Please reproduce the passage of the Cambodia article between "As admitted by" and "own self-serving interests.", inclusive, substituting "narrow" for "self-serving".

----- TEXT SEGMENT

US Sponsored “Regime Change” in Cambodia? Opposition Leader Bragged About US-backed Sedition

Featured image: Cambodian opposition leader Kem Sokha (Source: Wikimedia Commons)

Cambodian opposition leader Kem Sokha was recently arrested on charges of treason. While the Western media has attempted to portray the charges as politically motivated, Sokha’s treason is not only quite real, he openly, eagerly bragged about it on the Australian-based “Cambodia Broadcasting Network” (CBN).  

The Phnom Penh Post in its article, “Kem Sokha video producer closes Phnom Penh office in fear,” would quote Sokha who claimed (emphasis added):

And, the USA that has assisted me, they asked me to take the model from Yugoslavia, Serbia, where they can change the dictator Slobodan Milosevic,” he continues, referring to the former Serbian and Yugoslavian leader who resigned amid popular protests following disputed elections, and died while on trial for war crimes.

“You know Milosevic had a huge numbers of tanks. But they changed things by using this strategy, and they take this experience for me to implement in Cambodia. But no one knew about this.”

Sokha is referring to the openly admitted US-engineered regime change mechanism known as “color revolutions” and in particular the successful overthrow of Serbian leader Slobodan Milosevic in 2000.

It is also mentioned in the article that Sokha has traveled to the United States every year since 1993 to “learn about the democratization process.” A video of Kem Sokha with US Senator Ed Royce in Washington DC openly calling for the deposing of the Cambodian government has also been published by CBN.

US Regime-Change Represents Destabilization and Destruction, Not Democracy 

As admitted by the New York Times in its article, “Who Really Brought Down Milosevic,” the United States, not the people of Serbia, overthrew the Serbian government – not in favor of the Serbs’ best interests, but for Washington’s own self-serving interests.

The New York Times would write:

American assistance to Otpor and the 18 parties that ultimately ousted Milosevic is still a highly sensitive subject. But Paul B. McCarthy, an official with the Washington-based National Endowment for Democracy, is ready to divulge some details…

…McCarthy says, ”from August 1999 the dollars started to flow to Otpor pretty significantly.” Of the almost $3 million spent by his group in Serbia since September 1998, he says, ”Otpor was certainly the largest recipient.” The money went into Otpor accounts outside Serbia. At the same time, McCarthy held a series of meetings with the movement’s leaders in Podgorica, the capital of Montenegro, and in Szeged and Budapest in Hungary. Homen, at 28 one of Otpor’s senior members, was one of McCarthy’s interlocutors. ”We had a lot of financial help from Western nongovernmental organizations,” Homen says. ”And also some Western governmental organizations.”

The successful overthrow of the Serbian government by agents working on behalf of Washington served as a template for other, similar operations including the 2011 “Arab Spring” that has left North Africa and much of the Middle East ravaged by war, failed states, and human catastrophe.

----------
----- DATA EXTRACT

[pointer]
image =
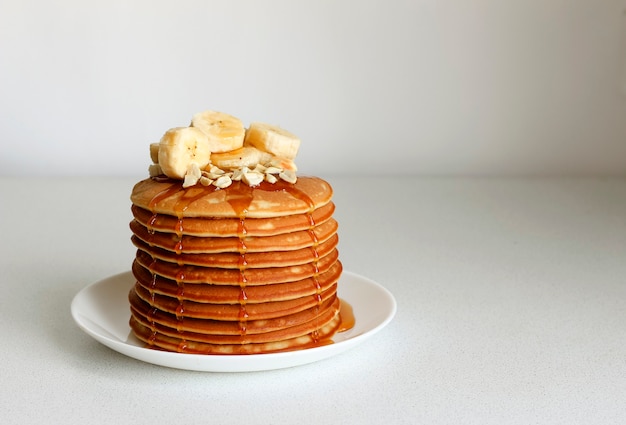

----------

COMPLETED EXERCISE
As admitted by the New York Times in its article, “Who Really Brought Down Milosevic,” the United States, not the people of Serbia, overthrew the Serbian government – not in favor of the Serbs’ best interests, but for Washington’s own narrow interests.